[Collected data entries]
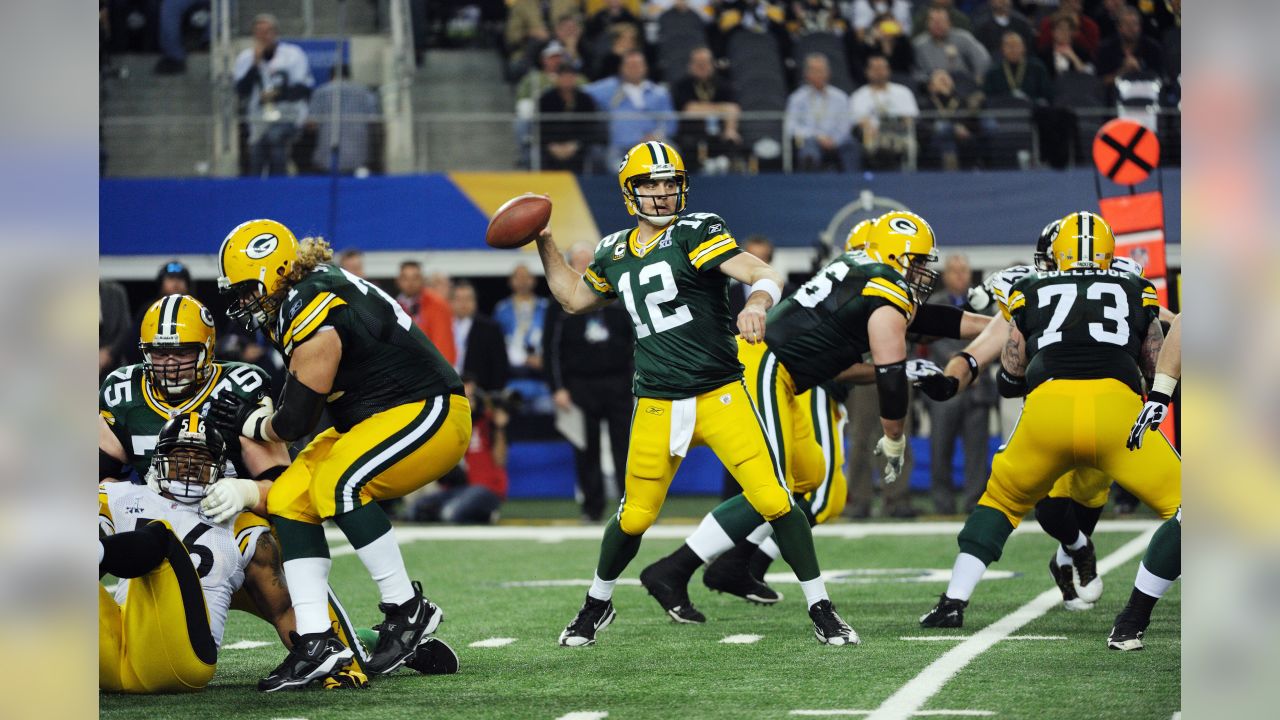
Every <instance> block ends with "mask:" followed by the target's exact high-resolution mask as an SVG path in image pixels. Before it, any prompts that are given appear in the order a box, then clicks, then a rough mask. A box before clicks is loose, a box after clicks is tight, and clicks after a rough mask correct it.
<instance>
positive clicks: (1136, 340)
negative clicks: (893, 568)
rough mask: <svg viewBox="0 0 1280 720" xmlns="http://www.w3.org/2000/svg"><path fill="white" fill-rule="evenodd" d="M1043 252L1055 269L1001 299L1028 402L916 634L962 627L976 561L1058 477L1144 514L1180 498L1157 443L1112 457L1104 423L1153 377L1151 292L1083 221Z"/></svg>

Your goal
From the entries above, select each line containing the string "instance".

Task output
Every <instance> block ends with "mask:" followed by the target's exact high-resolution mask as an SVG path in image pixels. Before it, any prompts that are given appear in the order a box, then clicks, then a rough mask. A box before clicks is loose, a box after clicks is tight, and clicks after a rough mask correct it.
<instance>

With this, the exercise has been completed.